Write the records out again in full, word for word.

****

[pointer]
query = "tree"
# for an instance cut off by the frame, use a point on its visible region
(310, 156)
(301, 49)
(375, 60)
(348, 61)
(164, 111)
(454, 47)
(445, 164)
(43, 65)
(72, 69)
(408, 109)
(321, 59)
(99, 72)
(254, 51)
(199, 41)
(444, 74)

****

Answer to this task:
[pointer]
query = "tree"
# for an instance cut off by the frame, use a point on its visible region
(310, 156)
(301, 49)
(375, 60)
(348, 61)
(164, 111)
(454, 47)
(445, 164)
(43, 65)
(72, 69)
(408, 109)
(321, 59)
(99, 72)
(254, 51)
(199, 41)
(444, 74)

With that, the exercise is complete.